**Written task:**
Copy the lines from the one containing "Challenge: I say the snow on sidewalk" through the one containing "[686,158,800,248]", both included, with no changes.

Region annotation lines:
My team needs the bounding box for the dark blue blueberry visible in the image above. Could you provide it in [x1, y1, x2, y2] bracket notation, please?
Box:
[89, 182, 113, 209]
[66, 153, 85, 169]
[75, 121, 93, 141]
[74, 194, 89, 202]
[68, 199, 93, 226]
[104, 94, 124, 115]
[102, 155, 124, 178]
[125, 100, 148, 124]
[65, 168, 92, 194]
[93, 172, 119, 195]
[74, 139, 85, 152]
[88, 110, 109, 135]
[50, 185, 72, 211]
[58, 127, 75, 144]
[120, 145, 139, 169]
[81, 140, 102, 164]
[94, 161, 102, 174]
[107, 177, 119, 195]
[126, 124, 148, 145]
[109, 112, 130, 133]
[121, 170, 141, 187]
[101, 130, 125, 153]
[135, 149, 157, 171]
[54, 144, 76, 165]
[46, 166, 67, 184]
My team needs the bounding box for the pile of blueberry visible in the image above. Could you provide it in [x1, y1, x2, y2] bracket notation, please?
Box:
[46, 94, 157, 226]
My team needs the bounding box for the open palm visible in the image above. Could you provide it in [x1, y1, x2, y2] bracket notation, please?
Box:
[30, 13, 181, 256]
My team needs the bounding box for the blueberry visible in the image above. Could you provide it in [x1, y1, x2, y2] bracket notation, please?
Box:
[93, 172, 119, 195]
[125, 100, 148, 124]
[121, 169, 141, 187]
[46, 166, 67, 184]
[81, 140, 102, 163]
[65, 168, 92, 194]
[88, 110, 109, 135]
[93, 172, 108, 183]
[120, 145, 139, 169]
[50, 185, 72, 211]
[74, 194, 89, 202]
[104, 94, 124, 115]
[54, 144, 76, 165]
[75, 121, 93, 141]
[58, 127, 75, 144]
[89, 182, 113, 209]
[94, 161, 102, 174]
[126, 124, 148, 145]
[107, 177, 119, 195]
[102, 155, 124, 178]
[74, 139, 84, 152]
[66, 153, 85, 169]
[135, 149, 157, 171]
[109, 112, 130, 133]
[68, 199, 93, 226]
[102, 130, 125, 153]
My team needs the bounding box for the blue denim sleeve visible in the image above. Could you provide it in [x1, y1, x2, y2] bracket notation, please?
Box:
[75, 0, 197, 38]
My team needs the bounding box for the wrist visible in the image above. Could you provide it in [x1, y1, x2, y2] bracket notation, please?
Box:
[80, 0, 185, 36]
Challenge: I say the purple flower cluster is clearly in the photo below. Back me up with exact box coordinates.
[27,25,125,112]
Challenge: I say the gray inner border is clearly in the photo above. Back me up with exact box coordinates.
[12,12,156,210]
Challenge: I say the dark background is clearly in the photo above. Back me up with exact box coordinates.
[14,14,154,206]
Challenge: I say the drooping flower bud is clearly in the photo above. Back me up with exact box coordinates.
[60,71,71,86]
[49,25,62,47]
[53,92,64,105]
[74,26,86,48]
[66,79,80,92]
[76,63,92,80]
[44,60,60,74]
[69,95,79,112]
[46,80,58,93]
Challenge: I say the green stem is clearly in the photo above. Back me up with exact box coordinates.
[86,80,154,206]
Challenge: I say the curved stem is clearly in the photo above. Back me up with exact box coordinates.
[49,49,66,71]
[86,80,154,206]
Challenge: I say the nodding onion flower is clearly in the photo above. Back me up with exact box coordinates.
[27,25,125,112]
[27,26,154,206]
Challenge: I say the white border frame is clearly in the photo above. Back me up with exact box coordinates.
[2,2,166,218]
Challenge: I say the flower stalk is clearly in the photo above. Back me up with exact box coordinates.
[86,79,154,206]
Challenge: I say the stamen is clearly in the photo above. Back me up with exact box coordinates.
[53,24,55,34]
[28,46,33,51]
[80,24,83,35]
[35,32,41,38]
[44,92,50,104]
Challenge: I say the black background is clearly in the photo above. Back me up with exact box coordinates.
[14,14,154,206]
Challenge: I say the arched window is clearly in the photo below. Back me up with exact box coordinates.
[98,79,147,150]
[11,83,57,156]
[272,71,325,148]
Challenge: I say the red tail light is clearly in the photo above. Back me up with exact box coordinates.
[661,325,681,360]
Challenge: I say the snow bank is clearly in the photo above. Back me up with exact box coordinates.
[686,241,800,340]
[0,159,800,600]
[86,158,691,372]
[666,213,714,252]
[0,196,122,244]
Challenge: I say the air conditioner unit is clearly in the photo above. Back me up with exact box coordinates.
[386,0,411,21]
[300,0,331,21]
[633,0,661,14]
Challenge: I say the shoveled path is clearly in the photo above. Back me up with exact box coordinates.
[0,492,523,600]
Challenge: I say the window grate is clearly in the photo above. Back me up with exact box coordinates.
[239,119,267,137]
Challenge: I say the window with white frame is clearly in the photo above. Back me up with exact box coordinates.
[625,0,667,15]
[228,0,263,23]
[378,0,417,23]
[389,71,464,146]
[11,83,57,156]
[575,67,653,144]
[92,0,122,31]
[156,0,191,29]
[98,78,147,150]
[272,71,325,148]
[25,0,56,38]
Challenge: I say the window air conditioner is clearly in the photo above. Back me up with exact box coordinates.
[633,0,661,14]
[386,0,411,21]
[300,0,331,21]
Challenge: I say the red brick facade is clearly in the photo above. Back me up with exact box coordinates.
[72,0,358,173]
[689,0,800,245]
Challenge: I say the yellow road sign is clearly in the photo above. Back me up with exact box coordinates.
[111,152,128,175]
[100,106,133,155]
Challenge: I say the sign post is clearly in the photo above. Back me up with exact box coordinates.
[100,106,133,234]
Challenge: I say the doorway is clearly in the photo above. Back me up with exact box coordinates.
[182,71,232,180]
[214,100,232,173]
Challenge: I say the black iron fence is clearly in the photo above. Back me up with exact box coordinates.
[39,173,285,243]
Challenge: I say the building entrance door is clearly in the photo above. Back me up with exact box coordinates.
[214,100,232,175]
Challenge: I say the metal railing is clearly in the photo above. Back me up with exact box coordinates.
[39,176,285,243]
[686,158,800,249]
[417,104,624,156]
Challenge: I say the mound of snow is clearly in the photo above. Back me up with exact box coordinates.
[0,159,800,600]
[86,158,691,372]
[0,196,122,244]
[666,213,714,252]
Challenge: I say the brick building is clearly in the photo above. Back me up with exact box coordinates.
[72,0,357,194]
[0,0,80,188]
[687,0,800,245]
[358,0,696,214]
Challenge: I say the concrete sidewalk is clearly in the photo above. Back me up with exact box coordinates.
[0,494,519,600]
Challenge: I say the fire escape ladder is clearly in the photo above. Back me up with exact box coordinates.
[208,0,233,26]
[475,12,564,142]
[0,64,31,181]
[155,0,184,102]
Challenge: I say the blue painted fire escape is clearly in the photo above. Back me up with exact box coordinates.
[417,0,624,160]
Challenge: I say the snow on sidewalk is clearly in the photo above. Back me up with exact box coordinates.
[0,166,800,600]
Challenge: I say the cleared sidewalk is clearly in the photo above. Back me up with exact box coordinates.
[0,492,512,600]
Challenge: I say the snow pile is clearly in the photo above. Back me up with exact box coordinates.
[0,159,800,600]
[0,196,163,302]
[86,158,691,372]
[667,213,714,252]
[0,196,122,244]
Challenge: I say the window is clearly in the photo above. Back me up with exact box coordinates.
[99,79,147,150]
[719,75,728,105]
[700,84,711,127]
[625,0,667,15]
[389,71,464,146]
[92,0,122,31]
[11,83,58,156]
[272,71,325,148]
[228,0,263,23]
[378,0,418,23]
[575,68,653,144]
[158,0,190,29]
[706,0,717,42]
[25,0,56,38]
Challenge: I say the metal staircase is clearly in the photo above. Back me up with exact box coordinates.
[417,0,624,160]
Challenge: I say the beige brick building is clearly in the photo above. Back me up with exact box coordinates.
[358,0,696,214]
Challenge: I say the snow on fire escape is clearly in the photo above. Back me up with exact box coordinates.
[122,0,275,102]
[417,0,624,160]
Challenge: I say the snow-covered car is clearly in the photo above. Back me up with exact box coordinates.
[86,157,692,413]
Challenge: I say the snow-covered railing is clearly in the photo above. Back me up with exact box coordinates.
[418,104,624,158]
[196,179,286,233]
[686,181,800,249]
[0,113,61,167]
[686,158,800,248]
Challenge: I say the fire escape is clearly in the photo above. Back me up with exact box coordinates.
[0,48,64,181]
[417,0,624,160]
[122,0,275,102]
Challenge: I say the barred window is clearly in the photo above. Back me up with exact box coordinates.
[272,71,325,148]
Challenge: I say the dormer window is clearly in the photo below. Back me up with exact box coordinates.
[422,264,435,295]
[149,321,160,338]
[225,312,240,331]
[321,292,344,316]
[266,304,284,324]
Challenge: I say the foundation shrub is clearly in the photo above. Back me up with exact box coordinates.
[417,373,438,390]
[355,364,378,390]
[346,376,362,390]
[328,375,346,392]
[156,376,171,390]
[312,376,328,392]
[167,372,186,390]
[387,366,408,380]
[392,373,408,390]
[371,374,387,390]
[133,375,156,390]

**Response:**
Challenge: I say the snow on sidewalk is clearly in the photo above. Back me up with exact box coordinates.
[0,166,800,600]
Challenge: I say the cleared sidewalk is clearly in the photo above. Back me up with exact box coordinates.
[0,492,512,600]
Challenge: I say the snow pile is clearly in the photo above. Back me up with exact box coordinates.
[0,159,800,600]
[0,196,163,302]
[86,158,691,372]
[667,213,714,252]
[0,196,122,244]
Challenge: I say the window is clearly in the photo above. Back me up with exact box coordinates.
[99,79,147,150]
[719,75,728,105]
[700,84,711,127]
[625,0,667,15]
[389,71,464,146]
[92,0,122,31]
[11,83,58,156]
[272,71,325,148]
[228,0,263,23]
[378,0,418,23]
[575,68,653,144]
[158,0,190,29]
[706,0,717,42]
[25,0,56,38]
Challenge: I say the metal staircase is clearly in the photo above. Back me up with exact box coordinates.
[417,0,624,160]
Challenge: I say the beige brick building is clearly in the photo above. Back me up with exact box coordinates.
[358,0,696,214]
Challenge: I say the snow on fire escape is clearly in the photo above. Back me up with exact box coordinates.
[122,0,275,102]
[417,0,624,160]
Challenge: I say the snow-covered car is clearly in the photo above. Back me up with exact box coordinates.
[86,157,692,413]
Challenge: I say the snow-covered railing is clearly in the photo above. Back me up with exact box coordinates.
[418,104,624,158]
[196,179,286,233]
[686,181,800,249]
[0,113,61,167]
[686,158,800,248]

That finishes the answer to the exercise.